Goal = Switch every "pixel coordinates" in the rows below to "image coordinates" and write all the rows out again, changing nothing else and leaving out the pictures.

--

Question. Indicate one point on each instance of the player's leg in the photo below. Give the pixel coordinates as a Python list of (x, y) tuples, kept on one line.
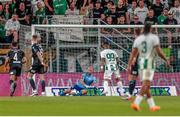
[(41, 76), (132, 84), (12, 84), (143, 90), (119, 82), (31, 72), (150, 99), (14, 78), (107, 81), (66, 91)]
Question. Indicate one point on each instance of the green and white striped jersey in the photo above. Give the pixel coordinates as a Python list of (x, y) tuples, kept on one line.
[(147, 53), (110, 58)]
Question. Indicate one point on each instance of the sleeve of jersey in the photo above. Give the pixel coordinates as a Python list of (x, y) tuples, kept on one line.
[(83, 76), (35, 49), (102, 55), (23, 54), (135, 44), (95, 80), (156, 41), (8, 55)]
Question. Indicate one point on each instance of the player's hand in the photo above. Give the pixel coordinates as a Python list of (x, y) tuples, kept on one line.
[(129, 69), (45, 65), (6, 69), (102, 68), (168, 63)]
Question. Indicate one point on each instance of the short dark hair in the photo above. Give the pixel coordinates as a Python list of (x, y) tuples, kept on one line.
[(106, 43), (35, 36), (147, 28), (15, 44)]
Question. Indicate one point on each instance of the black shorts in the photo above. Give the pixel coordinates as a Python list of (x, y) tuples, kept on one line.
[(40, 69), (15, 70), (134, 69)]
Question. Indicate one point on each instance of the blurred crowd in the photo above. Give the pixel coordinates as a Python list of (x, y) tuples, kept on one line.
[(120, 12)]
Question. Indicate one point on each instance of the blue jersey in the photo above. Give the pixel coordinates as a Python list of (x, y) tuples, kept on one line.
[(88, 80)]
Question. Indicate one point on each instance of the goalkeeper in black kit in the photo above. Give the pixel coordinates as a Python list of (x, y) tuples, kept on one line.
[(15, 58)]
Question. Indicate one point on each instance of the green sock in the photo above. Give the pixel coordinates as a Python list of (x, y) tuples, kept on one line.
[(32, 83), (132, 85), (43, 85)]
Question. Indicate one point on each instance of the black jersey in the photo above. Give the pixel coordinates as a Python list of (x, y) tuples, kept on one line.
[(15, 57), (35, 49)]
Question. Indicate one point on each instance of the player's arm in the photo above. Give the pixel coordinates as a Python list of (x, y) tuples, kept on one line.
[(6, 61), (24, 60), (82, 82), (132, 58), (161, 54), (103, 62), (40, 57)]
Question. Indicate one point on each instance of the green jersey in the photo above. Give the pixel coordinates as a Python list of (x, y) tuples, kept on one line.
[(60, 7)]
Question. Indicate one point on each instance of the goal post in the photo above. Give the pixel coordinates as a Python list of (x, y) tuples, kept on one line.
[(70, 49)]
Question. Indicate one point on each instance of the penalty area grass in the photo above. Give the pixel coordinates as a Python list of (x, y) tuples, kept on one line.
[(84, 106)]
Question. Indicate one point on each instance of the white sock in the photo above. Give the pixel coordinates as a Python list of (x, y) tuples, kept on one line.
[(120, 85), (150, 101), (34, 91), (138, 100), (105, 86)]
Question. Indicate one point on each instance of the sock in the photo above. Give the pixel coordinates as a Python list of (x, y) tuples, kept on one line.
[(105, 86), (132, 85), (11, 81), (43, 85), (120, 85), (151, 102), (138, 99), (32, 83), (62, 93), (12, 86), (79, 94)]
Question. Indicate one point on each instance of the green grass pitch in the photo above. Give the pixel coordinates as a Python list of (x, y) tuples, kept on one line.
[(84, 106)]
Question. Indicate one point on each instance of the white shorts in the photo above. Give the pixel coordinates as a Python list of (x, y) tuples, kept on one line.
[(108, 74), (146, 74)]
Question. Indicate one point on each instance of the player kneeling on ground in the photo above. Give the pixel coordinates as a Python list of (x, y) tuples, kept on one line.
[(15, 58), (80, 88)]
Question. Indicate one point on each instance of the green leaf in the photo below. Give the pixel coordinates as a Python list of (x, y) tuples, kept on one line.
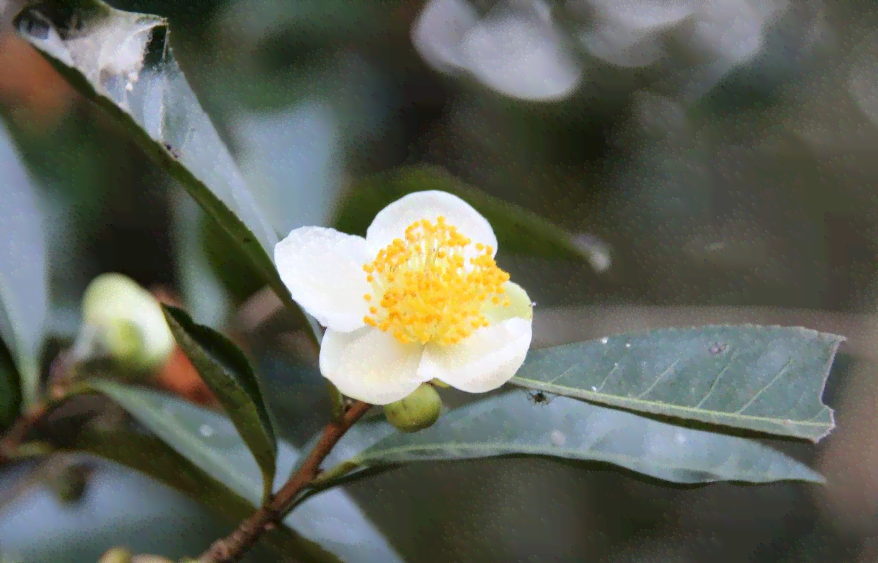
[(10, 390), (227, 372), (136, 79), (512, 424), (517, 229), (23, 268), (209, 441), (767, 379), (154, 458)]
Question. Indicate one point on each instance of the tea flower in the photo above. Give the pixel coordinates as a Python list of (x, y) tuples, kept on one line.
[(420, 298)]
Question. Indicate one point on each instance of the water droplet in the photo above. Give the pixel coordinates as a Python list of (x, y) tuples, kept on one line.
[(558, 438)]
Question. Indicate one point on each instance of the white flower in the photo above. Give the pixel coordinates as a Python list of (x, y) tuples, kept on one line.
[(420, 298)]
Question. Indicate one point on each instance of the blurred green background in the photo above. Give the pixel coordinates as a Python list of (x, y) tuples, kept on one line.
[(715, 162)]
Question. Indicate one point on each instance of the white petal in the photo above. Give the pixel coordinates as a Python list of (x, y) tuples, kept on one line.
[(484, 361), (370, 365), (323, 269), (391, 222)]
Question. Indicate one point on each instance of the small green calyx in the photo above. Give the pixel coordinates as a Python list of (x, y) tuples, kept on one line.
[(123, 321), (419, 410), (116, 555)]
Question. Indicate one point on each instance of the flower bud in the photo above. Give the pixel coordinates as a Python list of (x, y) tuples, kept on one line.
[(417, 411), (124, 321), (147, 558), (116, 555)]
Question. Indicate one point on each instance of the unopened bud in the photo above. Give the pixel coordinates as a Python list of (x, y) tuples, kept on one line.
[(116, 555), (419, 410), (122, 320), (147, 558)]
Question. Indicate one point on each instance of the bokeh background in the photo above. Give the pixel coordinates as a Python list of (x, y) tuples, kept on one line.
[(716, 159)]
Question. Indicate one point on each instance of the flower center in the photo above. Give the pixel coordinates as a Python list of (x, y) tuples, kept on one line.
[(424, 290)]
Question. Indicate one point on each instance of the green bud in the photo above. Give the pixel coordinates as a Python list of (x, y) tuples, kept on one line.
[(122, 320), (417, 411), (146, 558), (116, 555)]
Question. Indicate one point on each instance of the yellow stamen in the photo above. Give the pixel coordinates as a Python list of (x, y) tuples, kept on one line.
[(428, 292)]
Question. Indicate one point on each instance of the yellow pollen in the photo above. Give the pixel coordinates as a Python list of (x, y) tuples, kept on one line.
[(428, 291)]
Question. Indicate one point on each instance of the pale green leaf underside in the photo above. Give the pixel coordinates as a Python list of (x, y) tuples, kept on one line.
[(511, 424), (23, 268), (123, 61), (210, 442), (766, 379), (229, 375)]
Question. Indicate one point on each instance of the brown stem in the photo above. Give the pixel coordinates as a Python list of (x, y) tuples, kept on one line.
[(233, 546), (13, 437)]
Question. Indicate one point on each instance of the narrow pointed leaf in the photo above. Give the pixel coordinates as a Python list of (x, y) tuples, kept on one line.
[(23, 268), (154, 458), (227, 372), (761, 378), (517, 229), (511, 424), (123, 61), (209, 441)]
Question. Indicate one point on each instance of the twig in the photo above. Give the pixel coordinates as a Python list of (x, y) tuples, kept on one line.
[(232, 547), (13, 437)]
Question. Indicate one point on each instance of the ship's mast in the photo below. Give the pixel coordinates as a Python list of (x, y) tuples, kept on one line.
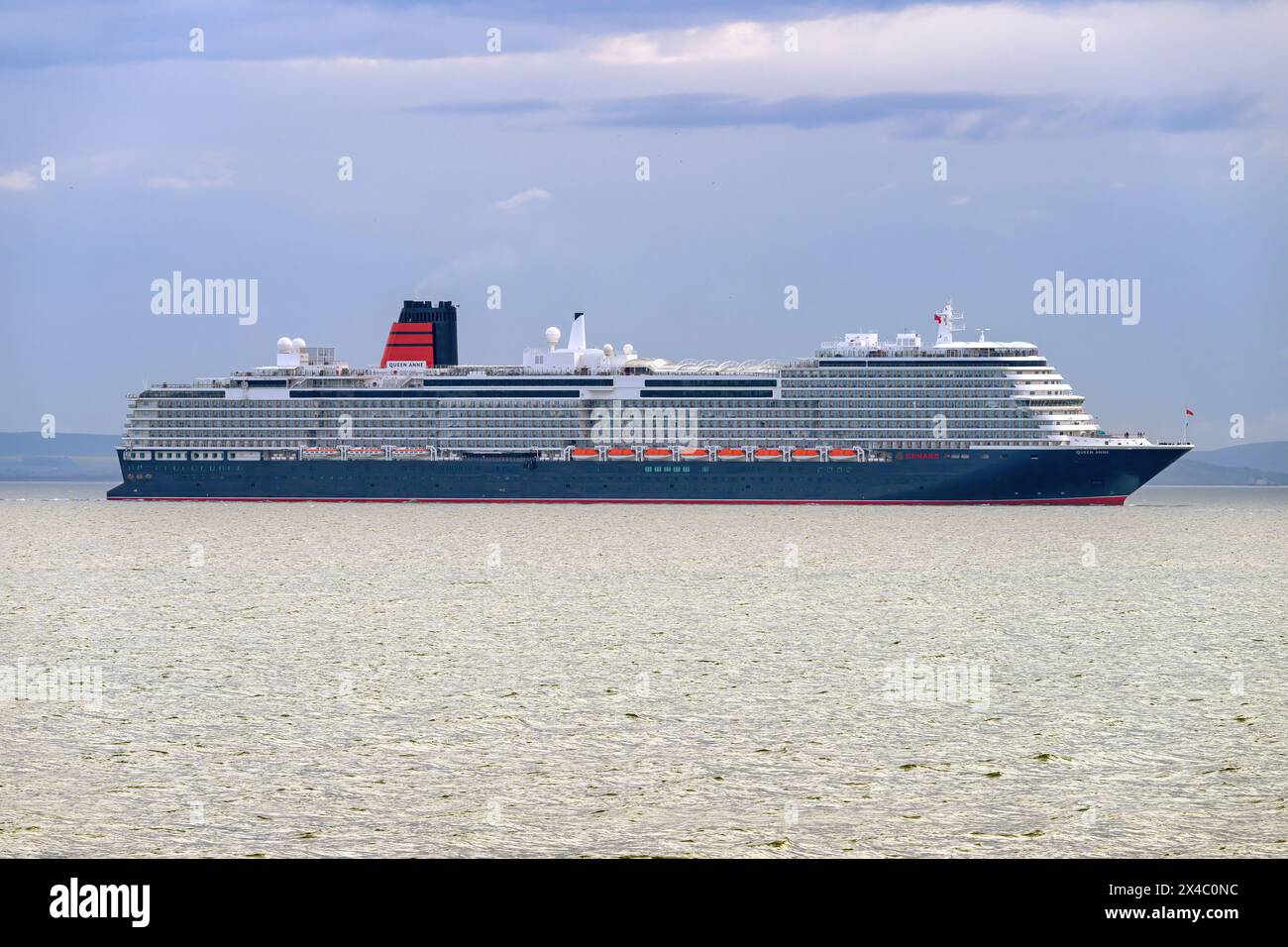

--

Right answer =
Question. Indicate one point on each instance of the player's leg in the photo below. Give the image coordinates as a Python list of (x, y) tuples, kept on one line.
[(41, 76), (132, 84), (12, 84), (143, 90), (119, 82), (31, 72), (150, 99), (14, 78), (107, 81), (66, 91)]
Question. Indicate one point on each instance of the green and white striped jersey in the photo above. Give the image coordinates as a Python list of (x, y) tuples, kept on one line.
[(147, 53), (110, 58)]
Question. Indicate one point on each instance of the sleeve of jersey in the photo above. Give the image coordinates as a Python list of (x, y) tuples, kept on one line.
[(83, 76), (35, 49), (102, 55), (23, 54), (135, 44), (95, 80), (156, 41), (8, 55)]
Question. Indicate one point on each instance of the player's hand in the photo above. Give the image coordinates as a Python list of (x, y) tuples, kept on one line.
[(129, 69), (45, 65), (6, 69), (102, 68), (168, 63)]
Question. Indicate one point on each instance of the short dark hair in the photo above. Give the image coordinates as a Python list of (x, y) tuples, kept on one line.
[(106, 43), (35, 36), (147, 28), (15, 44)]
Question. Indicate one point on each instance of the black shorts in the photo above. Give the image coordinates as a Python list of (x, y) tuples, kept on one line.
[(40, 69), (15, 70), (134, 69)]
Question. Indicate one point on each instance of the blurred crowd in the photo above. Give the image coordinates as a Python list of (x, y) tuples, kept on one line.
[(120, 12)]
Question. Indicate one point on each instance of the blue jersey in the photo above. Give the image coordinates as a Python list of (x, y) tuples, kept on one line.
[(88, 80)]
Question. Indicate one point on each instance of the goalkeeper in black kit in the photo above. Give the image coordinates as a Python list of (x, y) tuples, kept on one line.
[(15, 58)]
Question. Indicate one point on each instance of the green sock in the photo above. Give the image coordinates as a Python list of (x, y) tuples, kept on one line.
[(32, 83), (132, 85), (43, 85)]
Question. Indicate one point on each instance of the black jersey in the photo above. Give the image coordinates as a Python list of (x, y) tuples, kept on one line.
[(15, 57), (35, 49)]
Question. Indicate one point on each instance of the player's arm in the photo above. Give the image coordinates as a Python list of (x, y) tuples, kept on one line.
[(6, 61), (24, 60), (82, 82), (132, 58), (161, 54), (103, 62), (40, 57)]
Question. Indicate one point on each instance of the green jersey in the photo above. Give the image coordinates as a Python list of (x, y) tuples, kept on one line.
[(60, 7)]
Question. Indicate one point on each instance of the goal post in the photo above. Give the image coordinates as a Python list of (x, y) tuples, kept on one line.
[(70, 49)]
Question. Indicate one point on each instance of the penalty area grass in the photo above. Give the image coordinates as a Python list of (x, y) tuples, kept on one line.
[(84, 106)]
Question. Indicate one point on each instance of the white sock in the photo above. Give the image coordinates as a Python list of (x, y) tuples, kept on one line.
[(120, 85), (150, 101), (34, 91), (138, 100), (105, 86)]
Question. Indicate one point on each instance of the sock in the photo above. Give the image coordinates as a Python list of (x, y) tuples, kept on one line.
[(105, 86), (132, 85), (11, 81), (43, 85), (120, 85), (151, 102), (138, 99), (32, 83), (62, 93), (12, 86), (79, 94)]
Question. Indicate one point on each instance of the green grass pitch in the photo above. Give the image coordinates as a Python list of (x, y) tuples, kept on one line.
[(84, 106)]
Question. Indicate one point on each instance of the white shorts in the photo above. Give the image coordinates as a Python list of (x, y) tuples, kept on one line.
[(108, 74), (146, 74)]
Question. Indicate one point on each instance of the player kneeling on ground in the photo above. Give the image coordinates as a Python list of (x, y) tuples, kept on one line.
[(15, 58), (80, 88)]
Question. Indicate one point on each instance of the green leaf in the photo below. Give the image coordinates as a Python list of (x, y) tuples, kept on one line.
[(10, 390), (227, 372), (136, 79), (512, 424), (517, 229), (23, 268), (209, 441), (767, 379), (154, 458)]
Question. Indicate one point on each instance of the tea flower in the photo above. Give the image coordinates as a Python list of (x, y) tuples, kept on one line.
[(420, 298)]
Question. Indicate one point on each instance of the water droplet in the photo above. Give the image coordinates as a Python list of (x, y) tuples, kept on one line.
[(558, 438)]
Question. Indicate one point on each instance of the white flower in the photo above. Give the image coordinates as a Python list of (x, y) tuples, kept on one line.
[(420, 298)]
Question. Indicate one point on each instance of the blurred green background in the photo above. Give the image coordinates as a Python list of (x, y) tuples, kept on one line.
[(715, 162)]
Question. Indicate one point on each instance of the white petal in the photo above. Give the image coordinates as a Python list of (x, y) tuples, kept on one line.
[(484, 361), (370, 365), (323, 269), (391, 222)]
Question. Indicate one point on each instance of the small green calyx in the photo above. Give the image coordinates as a Python list of (x, y) tuples, kept on one line.
[(123, 321), (419, 410), (116, 555)]
Question. Indicate one point on each instance of the flower bud in the photo above. Give the image coordinates as a Python list of (x, y) tuples, kept on one line.
[(417, 411), (124, 321), (147, 558), (116, 555)]
Question. Indicate one point on each instance of the unopened bud in the photo above. Give the image coordinates as a Python list of (x, y) tuples, kept on one line.
[(116, 555), (419, 410), (122, 320), (147, 558)]
Question. Indicate one point on each instance of the bokeh background in the photo above. Give the image coordinates as a Python list of (x, y) tuples, kept on one line.
[(716, 159)]
Question. Indicate one point on each instance of the flower center in the photo above. Give the image coordinates as a Python list of (x, y) tuples, kept on one line.
[(424, 290)]
Question. Indicate one point on each instance of the green bud in the photo above. Give the image coordinates as a Python list of (x, y) tuples, kept on one line.
[(122, 320), (417, 411), (146, 558), (116, 555)]
Question. Indicate one point on each instance of the yellow stamen in the photo above. Give the image coordinates as a Python list of (x, y) tuples, kept on one line.
[(428, 292)]
Question. Indicate one point on each instance of the yellow pollen in the photo above. Give the image coordinates as a Python list of (x, y) tuples, kept on one line.
[(428, 291)]
Question. Indicate one point on each instance of the pale green leaf underside in the photo above. Give the image coordinates as a Python list of (x, y) tuples, kept on one line.
[(511, 424), (23, 268), (123, 61), (210, 442), (766, 379), (229, 375)]
Question. Indicate one point on each instance of the brown stem in the photo above. Give the image coordinates as a Python list of (x, y) tuples, kept on one line.
[(233, 546), (13, 437)]
Question. Indicate one point on each instance of the narrow pointed leaf in the photo above. Give the image coordinates as a Python list of (x, y) tuples, kept on one line.
[(23, 268), (154, 458), (227, 372), (761, 378), (517, 229), (511, 424), (123, 61), (209, 441)]
Question. Indicate one point on each instance of the twig in the photo above. Give the image coordinates as a Python list of (x, y) tuples, kept on one line.
[(232, 547), (13, 437)]
Question. Indicate one point on each instance of the ship's mast in the photo below. Give the image coordinates as a Python list of (x, y) tuples, kept on one line.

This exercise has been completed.